PROBLEM TO WORK ON: All entries below need to be written out exactly, but without their pictures.

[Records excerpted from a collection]
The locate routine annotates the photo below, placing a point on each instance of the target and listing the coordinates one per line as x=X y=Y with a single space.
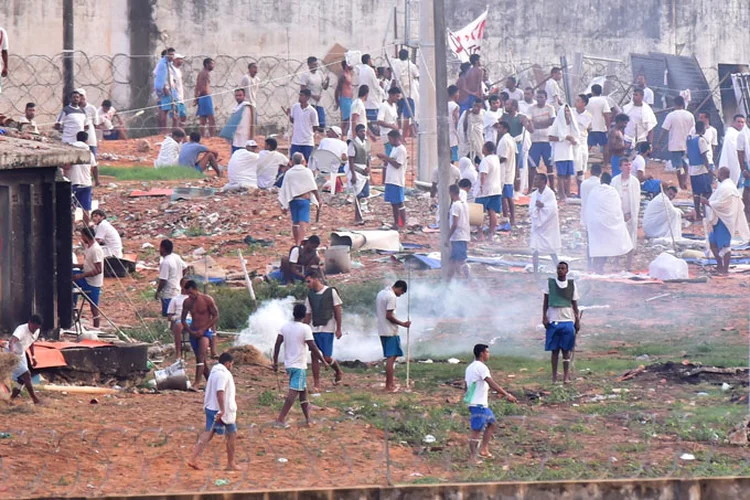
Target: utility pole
x=68 y=76
x=443 y=131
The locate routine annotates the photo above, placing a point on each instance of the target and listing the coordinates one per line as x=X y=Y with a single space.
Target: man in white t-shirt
x=678 y=125
x=324 y=314
x=106 y=235
x=23 y=339
x=396 y=164
x=91 y=279
x=388 y=116
x=220 y=407
x=304 y=120
x=490 y=186
x=171 y=270
x=385 y=310
x=297 y=338
x=478 y=382
x=251 y=83
x=561 y=319
x=313 y=81
x=460 y=233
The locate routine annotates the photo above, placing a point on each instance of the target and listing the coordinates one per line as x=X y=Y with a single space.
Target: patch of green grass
x=144 y=173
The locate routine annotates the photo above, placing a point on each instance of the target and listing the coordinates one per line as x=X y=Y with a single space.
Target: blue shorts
x=677 y=158
x=565 y=167
x=391 y=346
x=560 y=335
x=541 y=151
x=393 y=194
x=615 y=162
x=405 y=111
x=305 y=150
x=508 y=191
x=597 y=139
x=300 y=210
x=459 y=250
x=219 y=427
x=92 y=292
x=165 y=306
x=481 y=417
x=720 y=236
x=321 y=116
x=194 y=341
x=324 y=341
x=494 y=203
x=83 y=196
x=701 y=184
x=297 y=379
x=345 y=103
x=205 y=106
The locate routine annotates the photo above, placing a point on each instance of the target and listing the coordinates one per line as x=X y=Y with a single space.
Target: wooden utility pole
x=443 y=130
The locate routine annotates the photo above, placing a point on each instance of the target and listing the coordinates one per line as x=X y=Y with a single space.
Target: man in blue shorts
x=297 y=338
x=220 y=407
x=385 y=305
x=324 y=313
x=478 y=381
x=561 y=319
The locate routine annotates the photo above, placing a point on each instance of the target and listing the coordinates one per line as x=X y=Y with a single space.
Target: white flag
x=468 y=41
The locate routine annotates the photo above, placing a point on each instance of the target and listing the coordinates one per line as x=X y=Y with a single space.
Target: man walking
x=323 y=306
x=23 y=339
x=220 y=407
x=478 y=382
x=561 y=319
x=385 y=305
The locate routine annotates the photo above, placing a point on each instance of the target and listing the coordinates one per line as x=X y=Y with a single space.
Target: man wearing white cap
x=242 y=170
x=332 y=142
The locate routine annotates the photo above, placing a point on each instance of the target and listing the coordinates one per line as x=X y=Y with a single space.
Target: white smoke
x=447 y=319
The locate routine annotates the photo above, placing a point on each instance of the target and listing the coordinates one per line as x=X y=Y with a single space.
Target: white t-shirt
x=25 y=338
x=329 y=327
x=169 y=153
x=463 y=229
x=506 y=148
x=80 y=175
x=303 y=128
x=91 y=256
x=384 y=302
x=296 y=334
x=679 y=123
x=171 y=269
x=251 y=85
x=387 y=113
x=220 y=379
x=242 y=133
x=597 y=106
x=638 y=165
x=110 y=238
x=493 y=184
x=562 y=314
x=174 y=310
x=477 y=374
x=393 y=175
x=313 y=82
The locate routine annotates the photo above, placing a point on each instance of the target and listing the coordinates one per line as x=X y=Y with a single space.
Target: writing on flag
x=468 y=40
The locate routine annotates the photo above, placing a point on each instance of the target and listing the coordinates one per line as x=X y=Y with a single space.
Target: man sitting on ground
x=196 y=155
x=169 y=152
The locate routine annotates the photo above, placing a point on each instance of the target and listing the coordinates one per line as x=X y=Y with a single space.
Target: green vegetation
x=146 y=173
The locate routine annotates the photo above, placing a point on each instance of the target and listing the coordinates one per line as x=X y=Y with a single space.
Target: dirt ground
x=137 y=442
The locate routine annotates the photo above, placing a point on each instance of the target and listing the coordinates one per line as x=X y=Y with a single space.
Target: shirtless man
x=202 y=309
x=203 y=99
x=615 y=149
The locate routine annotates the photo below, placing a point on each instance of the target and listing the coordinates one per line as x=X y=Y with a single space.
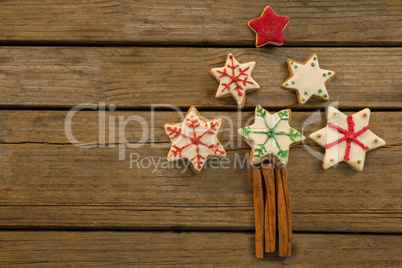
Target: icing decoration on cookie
x=235 y=79
x=270 y=134
x=346 y=138
x=194 y=139
x=269 y=28
x=308 y=79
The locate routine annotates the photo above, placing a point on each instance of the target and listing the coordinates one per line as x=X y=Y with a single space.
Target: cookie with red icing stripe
x=346 y=138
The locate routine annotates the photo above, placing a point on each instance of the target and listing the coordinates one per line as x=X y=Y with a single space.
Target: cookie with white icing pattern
x=235 y=79
x=346 y=138
x=195 y=139
x=308 y=79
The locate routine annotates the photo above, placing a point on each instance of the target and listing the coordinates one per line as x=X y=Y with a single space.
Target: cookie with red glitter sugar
x=235 y=79
x=269 y=28
x=346 y=138
x=195 y=139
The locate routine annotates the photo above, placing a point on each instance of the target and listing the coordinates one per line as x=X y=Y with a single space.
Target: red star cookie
x=269 y=28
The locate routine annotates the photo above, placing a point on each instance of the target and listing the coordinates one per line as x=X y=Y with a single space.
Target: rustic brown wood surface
x=61 y=205
x=139 y=77
x=223 y=23
x=100 y=249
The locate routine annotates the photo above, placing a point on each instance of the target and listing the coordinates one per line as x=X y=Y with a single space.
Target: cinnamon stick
x=258 y=213
x=282 y=216
x=288 y=210
x=270 y=211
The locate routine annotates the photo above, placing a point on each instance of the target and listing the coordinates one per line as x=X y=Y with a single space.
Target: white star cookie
x=346 y=138
x=308 y=79
x=270 y=134
x=235 y=79
x=194 y=139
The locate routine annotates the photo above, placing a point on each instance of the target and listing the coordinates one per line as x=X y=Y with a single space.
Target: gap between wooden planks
x=195 y=23
x=43 y=177
x=211 y=248
x=142 y=76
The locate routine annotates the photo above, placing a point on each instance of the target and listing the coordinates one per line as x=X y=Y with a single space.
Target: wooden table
x=61 y=205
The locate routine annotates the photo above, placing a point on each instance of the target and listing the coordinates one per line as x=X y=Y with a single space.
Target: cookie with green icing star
x=308 y=79
x=270 y=135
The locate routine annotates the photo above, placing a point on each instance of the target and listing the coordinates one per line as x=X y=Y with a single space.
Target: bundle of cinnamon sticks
x=271 y=206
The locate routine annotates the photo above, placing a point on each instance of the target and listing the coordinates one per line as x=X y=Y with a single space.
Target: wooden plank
x=140 y=77
x=48 y=183
x=60 y=249
x=346 y=22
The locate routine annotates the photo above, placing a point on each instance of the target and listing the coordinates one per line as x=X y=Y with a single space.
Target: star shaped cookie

ANSWER FOR THE TASK:
The locate routine annotates the photo below, placing a point on each instance of the target and listing the coordinates one per line as x=X y=Y with a single space.
Target: utility pole
x=68 y=76
x=443 y=131
The locate routine annotates the photo above, placing a point on each instance of the target and listing the coordinates one per line as x=X y=Y with a single space.
Target: man in white t-shirt
x=678 y=125
x=324 y=314
x=106 y=235
x=23 y=339
x=396 y=164
x=91 y=279
x=388 y=116
x=220 y=407
x=304 y=120
x=490 y=186
x=171 y=270
x=385 y=310
x=297 y=338
x=478 y=382
x=251 y=83
x=561 y=319
x=313 y=81
x=460 y=233
The locate routine annotates the photo above, placing a point on each instance of the target and listing the coordinates one per line as x=X y=Y with a single space.
Target: patch of green grass
x=144 y=173
The locate routine annotates the photo above, placing a point on each instance of the target and listing the coordinates one per line as x=X y=Y with a single space.
Target: blue shorts
x=677 y=158
x=565 y=167
x=391 y=346
x=560 y=335
x=541 y=151
x=393 y=194
x=615 y=162
x=405 y=111
x=305 y=150
x=508 y=191
x=597 y=139
x=300 y=210
x=459 y=250
x=219 y=427
x=92 y=292
x=165 y=306
x=481 y=417
x=720 y=236
x=321 y=116
x=194 y=341
x=324 y=341
x=494 y=203
x=83 y=196
x=701 y=184
x=297 y=379
x=345 y=103
x=205 y=106
The locate routine annotates the photo above, placing a point on each instance of the target and listing the coordinates one per line as x=X y=Y with a single space.
Target: wooden utility pole
x=443 y=130
The locate routine annotates the photo above, placing a point on each instance of the target and listing the coordinates one per line as x=X y=Y with a single space.
Target: man in blue shorts
x=297 y=338
x=220 y=407
x=385 y=305
x=324 y=313
x=478 y=381
x=561 y=319
The locate routine annotates the photo above, placing a point on each instance of the target and listing the coordinates one per line as x=X y=Y with a single space.
Target: white flag
x=468 y=41
The locate routine annotates the photo above, placing a point on each instance of the target and listing the coordinates one per line as x=X y=Y with a single space.
Target: man walking
x=323 y=306
x=23 y=339
x=220 y=407
x=478 y=382
x=561 y=319
x=385 y=305
The locate routine annotates the photo above, placing a point on each instance of the target and listing the coordinates one per line as x=X y=Y with a single space.
Target: man wearing white cap
x=242 y=170
x=332 y=142
The locate routine annotates the photo above, placing a point on each instance of the target and listing the coordinates one per line as x=X y=Y with a single space.
Target: white smoke
x=447 y=319
The locate routine annotates the photo above, placing a point on each instance of the target and listing the coordinates one per line as x=X y=Y with a single space.
Target: white t-shirt
x=25 y=338
x=329 y=327
x=169 y=153
x=463 y=229
x=506 y=148
x=80 y=175
x=303 y=128
x=91 y=256
x=384 y=302
x=296 y=334
x=679 y=123
x=171 y=269
x=251 y=85
x=387 y=113
x=220 y=379
x=242 y=133
x=597 y=106
x=638 y=165
x=110 y=238
x=493 y=184
x=562 y=314
x=174 y=310
x=477 y=374
x=393 y=175
x=313 y=82
The locate routine annotates the photo above, placing a point on each instance of the target and listing the coordinates one per line as x=X y=Y with a single space.
Target: writing on flag
x=468 y=40
The locate routine annotates the photo above, placing a point on each instance of the target and listing the coordinates one per line as x=X y=Y with a single space.
Target: man sitting on ground
x=196 y=155
x=169 y=152
The locate routine annotates the photo above, placing a point on each instance of the target and listing the coordinates one per line as x=X y=Y with a single space.
Target: green vegetation
x=146 y=173
The locate routine annotates the photo above, placing a point on each instance of the target and listing the coordinates one per line as x=X y=Y with a single space.
Target: dirt ground
x=137 y=442
The locate routine annotates the photo above, placing a point on each instance of the target and listing the coordinates one per line as x=X y=Y with a single space.
Target: shirtless man
x=202 y=309
x=203 y=99
x=615 y=149
The locate routine annotates the photo below, placing a point on each instance of the target and listing the coordinates one per line as x=X y=Y with a single space.
Target: icing decoration on cookie
x=235 y=79
x=270 y=134
x=346 y=138
x=194 y=139
x=269 y=28
x=308 y=79
The locate routine annotates the photo above, placing a point on each instance of the target and listing the coordinates one per line as x=X y=Y with a single space.
Target: cookie with red icing stripe
x=346 y=138
The locate routine annotates the photo above, placing a point on each instance of the target and listing the coordinates one per line as x=X y=Y with a single space.
Target: cookie with white icing pattern
x=235 y=79
x=346 y=138
x=195 y=139
x=308 y=79
The locate routine annotates the photo above, placing a point on each instance of the target and listing the coordinates one per line as x=X y=Y with a single space.
Target: cookie with red glitter sugar
x=235 y=79
x=269 y=28
x=346 y=138
x=195 y=139
The locate routine annotates the photo above, placing a point on each instance of the target and listing the coordinates one per line as x=X y=Y with a single space.
Target: red star cookie
x=269 y=28
The locate routine annotates the photo above, placing a point on each instance of the target and listing the coordinates one per line as x=X y=Y with a single space.
Target: rustic brown wood surface
x=61 y=205
x=139 y=77
x=223 y=23
x=100 y=249
The locate routine annotates the photo above, placing a point on each instance of the target and listing the coordinates one per line as x=X y=Y with a single space.
Target: cinnamon stick
x=258 y=213
x=282 y=216
x=288 y=210
x=270 y=211
The locate routine annotates the photo above, placing a point on each instance of the target and listing the coordinates one per line as x=X y=Y with a single space.
Target: white star cookie
x=346 y=138
x=308 y=79
x=270 y=134
x=235 y=79
x=194 y=139
The locate routine annotates the photo above, placing a point on each instance of the target and listing the coordinates one per line as x=X y=Y with a single space.
Target: gap between wooden planks
x=195 y=23
x=43 y=177
x=211 y=248
x=142 y=76
The locate routine annotates the photo above, placing a point on each instance of the target and listing the coordinates one per line as x=X y=Y with a single space.
Target: wooden table
x=61 y=205
The locate routine annotates the photo above, placing a point on each instance of the target and listing the coordinates one per line as x=X y=Y with a single space.
Target: cookie with green icing star
x=308 y=79
x=270 y=135
The locate routine annotates the photo above, placing a point on each instance of the target and listing the coordinates one per line as x=X y=Y with a single space.
Target: bundle of cinnamon sticks
x=271 y=206
The locate routine annotates the photo above, placing a point on each instance of the target and listing the coordinates one per line as x=X y=Y with a single space.
Target: wooden plank
x=140 y=77
x=48 y=183
x=60 y=249
x=346 y=22
The locate routine annotates the photo above, placing a point on each instance of the target and listing the coordinates one per line as x=X y=Y with a single space.
Target: star shaped cookie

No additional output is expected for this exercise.